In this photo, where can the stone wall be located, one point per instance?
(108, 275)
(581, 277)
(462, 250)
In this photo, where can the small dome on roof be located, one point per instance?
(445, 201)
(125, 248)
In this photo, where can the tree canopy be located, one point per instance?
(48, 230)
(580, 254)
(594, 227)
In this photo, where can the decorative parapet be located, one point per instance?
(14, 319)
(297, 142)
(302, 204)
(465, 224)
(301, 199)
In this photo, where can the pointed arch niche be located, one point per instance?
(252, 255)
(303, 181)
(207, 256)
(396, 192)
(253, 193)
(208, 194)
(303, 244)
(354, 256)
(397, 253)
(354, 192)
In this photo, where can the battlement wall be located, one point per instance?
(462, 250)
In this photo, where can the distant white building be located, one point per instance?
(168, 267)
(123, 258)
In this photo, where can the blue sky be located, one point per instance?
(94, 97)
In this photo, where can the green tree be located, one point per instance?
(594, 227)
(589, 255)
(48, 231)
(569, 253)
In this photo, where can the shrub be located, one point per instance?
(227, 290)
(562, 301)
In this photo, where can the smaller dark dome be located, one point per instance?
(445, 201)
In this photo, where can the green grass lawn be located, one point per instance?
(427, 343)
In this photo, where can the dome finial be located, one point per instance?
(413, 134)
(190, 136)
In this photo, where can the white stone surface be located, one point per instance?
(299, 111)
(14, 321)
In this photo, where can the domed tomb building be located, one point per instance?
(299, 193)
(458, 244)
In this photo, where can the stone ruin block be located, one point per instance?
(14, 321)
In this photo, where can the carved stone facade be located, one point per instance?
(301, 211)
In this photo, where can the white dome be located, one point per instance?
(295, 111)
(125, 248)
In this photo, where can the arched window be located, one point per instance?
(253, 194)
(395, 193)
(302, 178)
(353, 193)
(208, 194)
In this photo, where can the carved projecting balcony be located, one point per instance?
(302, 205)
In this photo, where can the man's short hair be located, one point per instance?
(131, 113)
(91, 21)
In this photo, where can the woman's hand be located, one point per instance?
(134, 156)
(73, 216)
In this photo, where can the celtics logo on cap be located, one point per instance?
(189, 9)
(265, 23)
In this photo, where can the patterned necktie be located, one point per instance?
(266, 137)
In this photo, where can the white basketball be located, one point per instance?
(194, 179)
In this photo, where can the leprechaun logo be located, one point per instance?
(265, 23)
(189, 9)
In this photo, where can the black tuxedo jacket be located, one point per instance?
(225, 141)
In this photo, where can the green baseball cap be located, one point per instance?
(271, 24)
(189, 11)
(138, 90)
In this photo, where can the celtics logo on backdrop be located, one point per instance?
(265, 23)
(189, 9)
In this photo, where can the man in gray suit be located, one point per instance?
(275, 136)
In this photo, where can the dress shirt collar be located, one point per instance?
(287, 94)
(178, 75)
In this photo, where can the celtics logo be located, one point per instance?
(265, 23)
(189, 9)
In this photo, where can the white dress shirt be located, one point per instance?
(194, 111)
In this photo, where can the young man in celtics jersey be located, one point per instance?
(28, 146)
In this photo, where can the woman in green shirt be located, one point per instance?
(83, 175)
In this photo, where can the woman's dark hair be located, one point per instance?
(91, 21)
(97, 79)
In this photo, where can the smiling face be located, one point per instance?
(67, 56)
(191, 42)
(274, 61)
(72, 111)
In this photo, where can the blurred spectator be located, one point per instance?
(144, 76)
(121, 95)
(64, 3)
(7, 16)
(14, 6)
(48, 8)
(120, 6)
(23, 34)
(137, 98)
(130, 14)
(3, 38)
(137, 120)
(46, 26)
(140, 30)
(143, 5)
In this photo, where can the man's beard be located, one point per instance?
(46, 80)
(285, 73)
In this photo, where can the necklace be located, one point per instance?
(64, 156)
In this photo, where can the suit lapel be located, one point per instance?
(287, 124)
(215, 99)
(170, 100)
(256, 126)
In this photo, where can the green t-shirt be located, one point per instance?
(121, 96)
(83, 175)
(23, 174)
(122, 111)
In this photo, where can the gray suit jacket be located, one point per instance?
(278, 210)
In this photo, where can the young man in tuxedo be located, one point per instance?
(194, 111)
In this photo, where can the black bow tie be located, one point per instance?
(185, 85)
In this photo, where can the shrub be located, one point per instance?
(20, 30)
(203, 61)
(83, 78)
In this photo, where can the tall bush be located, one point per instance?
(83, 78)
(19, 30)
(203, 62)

※

Required work:
Extract, exactly, the lines above that begin at the line containing "In this photo, where can the suit" and end at the final line of the records; add no other text.

Output for this exercise:
In this photo, where can the suit lapel be located, one point per instance?
(287, 124)
(215, 99)
(170, 100)
(256, 126)
In this photo, where can the green t-shirt be located, one point per instance?
(121, 96)
(83, 175)
(23, 174)
(122, 111)
In this photo, where can the gray suit jacket be located, one point per instance?
(278, 210)
In this photo, where can the young man in tuxedo be located, one point per instance?
(194, 111)
In this photo, where can the black bow tie be located, one point per instance?
(185, 85)
In this photo, where can the shrub be located, one point per instance?
(20, 30)
(203, 61)
(83, 78)
In this photo, where can the tall bush be located, one point per instance?
(83, 78)
(19, 30)
(203, 62)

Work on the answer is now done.